## Assignment
The records below must be retyped exactly.

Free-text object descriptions
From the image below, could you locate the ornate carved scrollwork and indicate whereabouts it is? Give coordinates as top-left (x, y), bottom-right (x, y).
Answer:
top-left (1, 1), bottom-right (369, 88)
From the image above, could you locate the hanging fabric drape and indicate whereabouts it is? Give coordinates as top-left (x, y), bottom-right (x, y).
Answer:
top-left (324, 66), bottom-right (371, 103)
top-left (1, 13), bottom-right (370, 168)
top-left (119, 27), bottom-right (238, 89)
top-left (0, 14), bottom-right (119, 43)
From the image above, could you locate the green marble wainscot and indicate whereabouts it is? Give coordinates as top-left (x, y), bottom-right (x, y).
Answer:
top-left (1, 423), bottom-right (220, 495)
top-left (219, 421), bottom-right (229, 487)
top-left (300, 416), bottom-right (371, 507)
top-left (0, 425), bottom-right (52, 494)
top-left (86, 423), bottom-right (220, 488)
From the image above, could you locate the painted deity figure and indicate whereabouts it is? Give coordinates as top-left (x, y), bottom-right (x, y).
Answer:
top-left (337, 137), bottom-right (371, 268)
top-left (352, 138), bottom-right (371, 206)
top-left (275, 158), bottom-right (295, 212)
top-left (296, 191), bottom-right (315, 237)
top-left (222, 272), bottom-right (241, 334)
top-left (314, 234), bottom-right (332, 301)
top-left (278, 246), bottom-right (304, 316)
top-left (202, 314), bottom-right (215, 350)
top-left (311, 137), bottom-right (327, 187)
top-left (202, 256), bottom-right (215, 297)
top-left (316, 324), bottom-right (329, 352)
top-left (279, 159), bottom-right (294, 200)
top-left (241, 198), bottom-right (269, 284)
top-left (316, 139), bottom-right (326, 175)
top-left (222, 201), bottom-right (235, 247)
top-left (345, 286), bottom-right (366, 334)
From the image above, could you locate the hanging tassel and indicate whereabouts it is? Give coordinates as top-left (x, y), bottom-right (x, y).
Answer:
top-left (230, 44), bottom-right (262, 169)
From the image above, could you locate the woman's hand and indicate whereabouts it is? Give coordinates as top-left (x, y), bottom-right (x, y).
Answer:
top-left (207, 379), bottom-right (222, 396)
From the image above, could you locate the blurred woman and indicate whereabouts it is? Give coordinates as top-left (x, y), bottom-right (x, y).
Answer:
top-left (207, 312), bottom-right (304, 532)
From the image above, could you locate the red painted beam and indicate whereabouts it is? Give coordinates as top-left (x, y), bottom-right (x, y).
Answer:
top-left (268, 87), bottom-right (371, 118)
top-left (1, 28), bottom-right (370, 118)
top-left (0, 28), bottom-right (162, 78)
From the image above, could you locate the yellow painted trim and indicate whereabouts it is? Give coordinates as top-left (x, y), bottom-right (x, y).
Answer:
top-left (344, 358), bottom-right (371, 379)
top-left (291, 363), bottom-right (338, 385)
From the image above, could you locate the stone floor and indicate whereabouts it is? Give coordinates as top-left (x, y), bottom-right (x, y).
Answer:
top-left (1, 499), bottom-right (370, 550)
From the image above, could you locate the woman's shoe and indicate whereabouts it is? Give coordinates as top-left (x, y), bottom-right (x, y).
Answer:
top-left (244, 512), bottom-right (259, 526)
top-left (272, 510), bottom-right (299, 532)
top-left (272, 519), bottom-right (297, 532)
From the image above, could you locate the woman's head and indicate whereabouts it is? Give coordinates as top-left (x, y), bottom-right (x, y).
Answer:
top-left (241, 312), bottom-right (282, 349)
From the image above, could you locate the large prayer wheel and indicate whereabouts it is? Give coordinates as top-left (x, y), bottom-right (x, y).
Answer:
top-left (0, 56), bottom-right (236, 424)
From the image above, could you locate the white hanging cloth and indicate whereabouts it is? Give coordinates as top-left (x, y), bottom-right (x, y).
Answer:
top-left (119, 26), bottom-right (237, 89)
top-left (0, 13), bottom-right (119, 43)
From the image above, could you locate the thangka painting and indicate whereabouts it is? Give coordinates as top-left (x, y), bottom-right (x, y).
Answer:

## Written response
From the image below, could you locate the ornate carved scrollwork and indicate whereabouts it is? Give coordinates as top-left (x, y), bottom-right (x, y).
Answer:
top-left (1, 1), bottom-right (369, 88)
From the image above, could you locate the hanging fabric drape and indicate whereabouts it is? Give coordinates as top-left (x, y), bottom-right (x, y).
Answer:
top-left (324, 66), bottom-right (371, 103)
top-left (1, 13), bottom-right (370, 168)
top-left (119, 27), bottom-right (238, 89)
top-left (0, 14), bottom-right (119, 43)
From the image above, could you locate the green marble wainscot and indicate whereabouts it is? Give coordinates as top-left (x, y), bottom-right (x, y).
Answer:
top-left (1, 423), bottom-right (220, 495)
top-left (219, 421), bottom-right (229, 487)
top-left (300, 416), bottom-right (371, 507)
top-left (0, 425), bottom-right (52, 494)
top-left (86, 423), bottom-right (220, 488)
From the image above, could you locate the painted deity figure and indicate whereabouts it is? Give coordinates as top-left (x, y), bottom-right (x, y).
Answer:
top-left (337, 137), bottom-right (371, 268)
top-left (352, 138), bottom-right (371, 206)
top-left (275, 158), bottom-right (295, 212)
top-left (296, 191), bottom-right (315, 237)
top-left (222, 272), bottom-right (241, 334)
top-left (314, 234), bottom-right (332, 301)
top-left (278, 246), bottom-right (304, 316)
top-left (202, 314), bottom-right (215, 350)
top-left (311, 137), bottom-right (327, 187)
top-left (202, 256), bottom-right (215, 297)
top-left (316, 324), bottom-right (329, 352)
top-left (279, 159), bottom-right (294, 200)
top-left (241, 198), bottom-right (269, 284)
top-left (316, 139), bottom-right (326, 175)
top-left (222, 201), bottom-right (235, 247)
top-left (345, 286), bottom-right (366, 334)
From the image above, could you locate the hanging tassel and indicate whereabouts it is? Give coordinates as top-left (x, y), bottom-right (x, y).
Answer:
top-left (230, 44), bottom-right (262, 169)
From the image above, could you locate the woman's hand and indicate whereabouts it is? Give coordinates as top-left (x, y), bottom-right (x, y).
Answer:
top-left (207, 379), bottom-right (222, 396)
From the image above, could you locate the blurred woman and indicate whereabouts it is? Give coordinates as top-left (x, y), bottom-right (x, y).
Answer:
top-left (207, 312), bottom-right (304, 532)
From the image above, could you locate the red painted beam and indicate whereabouts it is? Give coordinates as top-left (x, y), bottom-right (x, y).
Answer:
top-left (268, 87), bottom-right (371, 118)
top-left (1, 28), bottom-right (370, 118)
top-left (0, 28), bottom-right (162, 78)
From the image above, could you locate the yellow painted trim and indicate whereabouts it is? Give coordinates as top-left (x, y), bottom-right (x, y).
Answer:
top-left (344, 358), bottom-right (371, 379)
top-left (291, 363), bottom-right (338, 385)
From the image above, could you locate the stone floor and indicate whereabouts it is? Give coordinates as top-left (x, y), bottom-right (x, y).
Answer:
top-left (1, 499), bottom-right (370, 550)
From the image above, could you locate the woman's shoe and indicate whereabouts it is? Give coordinates as top-left (x, y), bottom-right (x, y).
Answer:
top-left (244, 512), bottom-right (259, 526)
top-left (272, 510), bottom-right (299, 532)
top-left (272, 519), bottom-right (297, 532)
From the image above, could you locate the woman's head and indicate whereabouts it is? Give coordinates as top-left (x, y), bottom-right (x, y).
Answer:
top-left (241, 312), bottom-right (282, 349)
From the image above, could you locate the large prayer wheel and indicate whereabouts it is? Give coordinates as top-left (x, y), bottom-right (x, y).
Answer:
top-left (0, 56), bottom-right (236, 424)
From the image above, could you locate the white hanging cloth and indicate whereabouts it is? Give coordinates as top-left (x, y), bottom-right (x, y).
Answer:
top-left (119, 26), bottom-right (237, 89)
top-left (0, 13), bottom-right (119, 43)
From the image above, could you locate the thangka painting and indicate whereabouts it is? Give coordinates as top-left (x, y), bottom-right (x, y).
Answer:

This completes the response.